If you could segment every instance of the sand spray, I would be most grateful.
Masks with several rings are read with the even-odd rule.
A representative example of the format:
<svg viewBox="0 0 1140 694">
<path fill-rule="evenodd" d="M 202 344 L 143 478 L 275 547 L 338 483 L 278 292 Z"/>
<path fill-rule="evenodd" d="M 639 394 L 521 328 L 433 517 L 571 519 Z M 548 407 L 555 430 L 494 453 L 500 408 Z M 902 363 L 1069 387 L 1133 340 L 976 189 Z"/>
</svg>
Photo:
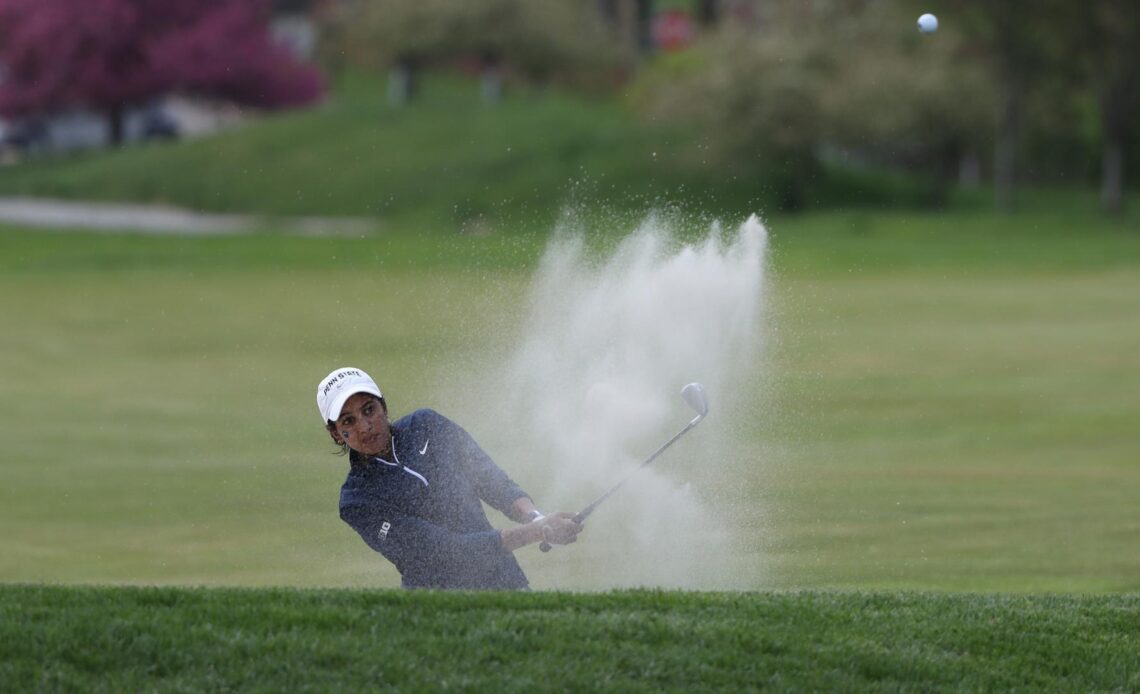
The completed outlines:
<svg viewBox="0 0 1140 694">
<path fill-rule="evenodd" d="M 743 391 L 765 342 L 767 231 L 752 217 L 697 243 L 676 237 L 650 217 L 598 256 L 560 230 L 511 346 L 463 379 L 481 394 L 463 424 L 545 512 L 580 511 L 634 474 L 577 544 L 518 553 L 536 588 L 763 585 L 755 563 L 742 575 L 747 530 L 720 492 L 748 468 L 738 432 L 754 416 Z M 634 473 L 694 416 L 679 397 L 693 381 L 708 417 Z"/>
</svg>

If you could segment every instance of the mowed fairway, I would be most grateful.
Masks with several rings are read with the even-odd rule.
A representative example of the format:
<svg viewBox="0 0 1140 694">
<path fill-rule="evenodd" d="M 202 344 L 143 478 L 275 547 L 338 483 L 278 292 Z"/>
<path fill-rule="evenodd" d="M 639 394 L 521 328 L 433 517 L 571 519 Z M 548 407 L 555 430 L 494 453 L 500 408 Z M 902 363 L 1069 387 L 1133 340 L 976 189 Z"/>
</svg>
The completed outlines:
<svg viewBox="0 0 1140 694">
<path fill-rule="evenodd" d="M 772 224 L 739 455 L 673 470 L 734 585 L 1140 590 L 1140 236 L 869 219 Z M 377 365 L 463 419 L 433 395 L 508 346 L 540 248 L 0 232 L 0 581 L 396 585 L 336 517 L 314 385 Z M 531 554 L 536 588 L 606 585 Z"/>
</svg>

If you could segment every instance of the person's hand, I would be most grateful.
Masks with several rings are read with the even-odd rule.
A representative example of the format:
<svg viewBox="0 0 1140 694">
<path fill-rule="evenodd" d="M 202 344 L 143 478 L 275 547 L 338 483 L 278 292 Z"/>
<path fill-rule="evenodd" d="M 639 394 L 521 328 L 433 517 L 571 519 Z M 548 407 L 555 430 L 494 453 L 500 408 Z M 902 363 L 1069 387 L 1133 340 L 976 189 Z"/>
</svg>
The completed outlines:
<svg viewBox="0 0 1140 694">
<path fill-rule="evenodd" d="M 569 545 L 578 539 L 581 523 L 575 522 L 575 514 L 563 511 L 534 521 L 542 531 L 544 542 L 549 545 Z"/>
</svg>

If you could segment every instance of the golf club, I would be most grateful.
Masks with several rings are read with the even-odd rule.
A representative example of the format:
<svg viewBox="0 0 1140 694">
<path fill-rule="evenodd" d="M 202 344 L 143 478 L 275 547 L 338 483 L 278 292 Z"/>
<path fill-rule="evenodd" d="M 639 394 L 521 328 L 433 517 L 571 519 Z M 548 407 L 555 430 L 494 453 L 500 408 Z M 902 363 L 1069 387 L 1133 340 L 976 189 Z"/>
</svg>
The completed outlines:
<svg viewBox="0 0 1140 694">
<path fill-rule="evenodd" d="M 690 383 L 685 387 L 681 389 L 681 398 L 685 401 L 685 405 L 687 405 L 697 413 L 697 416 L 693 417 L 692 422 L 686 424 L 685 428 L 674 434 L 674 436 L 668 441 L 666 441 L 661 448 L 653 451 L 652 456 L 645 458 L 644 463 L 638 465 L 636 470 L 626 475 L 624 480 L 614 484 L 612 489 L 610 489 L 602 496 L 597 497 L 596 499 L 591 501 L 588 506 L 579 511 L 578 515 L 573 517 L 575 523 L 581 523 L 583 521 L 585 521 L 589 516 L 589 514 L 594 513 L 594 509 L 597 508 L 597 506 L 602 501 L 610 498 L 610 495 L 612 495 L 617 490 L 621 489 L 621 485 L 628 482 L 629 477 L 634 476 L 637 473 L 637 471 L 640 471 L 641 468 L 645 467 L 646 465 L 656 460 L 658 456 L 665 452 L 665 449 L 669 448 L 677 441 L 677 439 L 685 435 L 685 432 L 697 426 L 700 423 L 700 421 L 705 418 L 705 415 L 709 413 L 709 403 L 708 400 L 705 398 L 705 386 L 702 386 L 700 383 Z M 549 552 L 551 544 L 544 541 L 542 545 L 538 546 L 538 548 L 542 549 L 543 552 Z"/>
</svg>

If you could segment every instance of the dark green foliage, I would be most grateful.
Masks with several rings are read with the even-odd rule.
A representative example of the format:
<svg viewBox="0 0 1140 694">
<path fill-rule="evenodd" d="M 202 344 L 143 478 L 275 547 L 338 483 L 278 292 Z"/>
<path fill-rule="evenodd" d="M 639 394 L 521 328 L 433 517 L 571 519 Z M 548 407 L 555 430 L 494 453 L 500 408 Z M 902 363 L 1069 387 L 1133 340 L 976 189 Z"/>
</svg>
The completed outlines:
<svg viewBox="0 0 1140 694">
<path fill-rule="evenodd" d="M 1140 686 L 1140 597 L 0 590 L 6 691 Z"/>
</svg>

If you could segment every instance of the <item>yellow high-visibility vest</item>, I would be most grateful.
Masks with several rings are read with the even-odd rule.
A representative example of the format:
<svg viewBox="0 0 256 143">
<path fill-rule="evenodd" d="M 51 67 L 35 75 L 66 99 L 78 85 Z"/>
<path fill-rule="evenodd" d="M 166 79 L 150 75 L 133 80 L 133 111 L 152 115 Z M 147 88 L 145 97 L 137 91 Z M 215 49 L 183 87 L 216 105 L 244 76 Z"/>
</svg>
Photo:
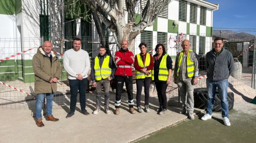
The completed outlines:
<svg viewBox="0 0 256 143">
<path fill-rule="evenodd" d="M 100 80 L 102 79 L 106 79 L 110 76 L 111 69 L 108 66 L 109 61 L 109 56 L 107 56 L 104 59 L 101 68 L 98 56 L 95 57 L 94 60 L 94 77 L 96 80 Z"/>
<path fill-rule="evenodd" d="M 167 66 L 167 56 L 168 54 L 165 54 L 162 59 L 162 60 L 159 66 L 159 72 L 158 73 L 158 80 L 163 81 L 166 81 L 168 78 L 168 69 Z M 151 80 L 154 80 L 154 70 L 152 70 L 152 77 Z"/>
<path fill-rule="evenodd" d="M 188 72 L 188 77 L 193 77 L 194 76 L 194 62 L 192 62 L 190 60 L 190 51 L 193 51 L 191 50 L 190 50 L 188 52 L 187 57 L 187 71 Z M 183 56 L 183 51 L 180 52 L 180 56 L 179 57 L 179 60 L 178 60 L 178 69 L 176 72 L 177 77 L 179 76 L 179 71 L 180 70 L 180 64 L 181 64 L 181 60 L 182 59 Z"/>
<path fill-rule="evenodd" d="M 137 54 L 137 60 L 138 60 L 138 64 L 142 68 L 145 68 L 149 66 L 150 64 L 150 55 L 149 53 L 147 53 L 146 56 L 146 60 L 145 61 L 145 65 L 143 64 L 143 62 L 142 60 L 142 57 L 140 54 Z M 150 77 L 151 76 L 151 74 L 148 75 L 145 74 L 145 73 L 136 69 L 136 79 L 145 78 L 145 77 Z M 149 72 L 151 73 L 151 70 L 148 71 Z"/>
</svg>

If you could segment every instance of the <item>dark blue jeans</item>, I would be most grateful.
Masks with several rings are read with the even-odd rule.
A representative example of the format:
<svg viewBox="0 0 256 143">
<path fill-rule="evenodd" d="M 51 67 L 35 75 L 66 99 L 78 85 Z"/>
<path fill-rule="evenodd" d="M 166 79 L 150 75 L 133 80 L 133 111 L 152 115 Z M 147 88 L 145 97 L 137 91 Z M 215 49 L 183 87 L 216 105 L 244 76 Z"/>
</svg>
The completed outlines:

==========

■ WHAT YOU WILL DO: Copy the lines exactly as they appear, starting at the line that contains "If you could segment every instance of the <item>dark" and continuing through the end of the records.

■ RESPONSE:
If you could segment every instance of the <item>dark blue jeans</item>, I would be most grateful.
Masks with several rings are read with the even-odd rule.
A representative example of the format:
<svg viewBox="0 0 256 143">
<path fill-rule="evenodd" d="M 51 67 L 35 75 L 66 99 L 78 85 Z"/>
<path fill-rule="evenodd" d="M 166 79 L 150 75 L 133 80 L 133 111 L 152 115 Z M 147 88 L 145 97 L 137 91 Z M 215 49 L 183 87 L 216 105 L 244 76 Z"/>
</svg>
The completed outlines:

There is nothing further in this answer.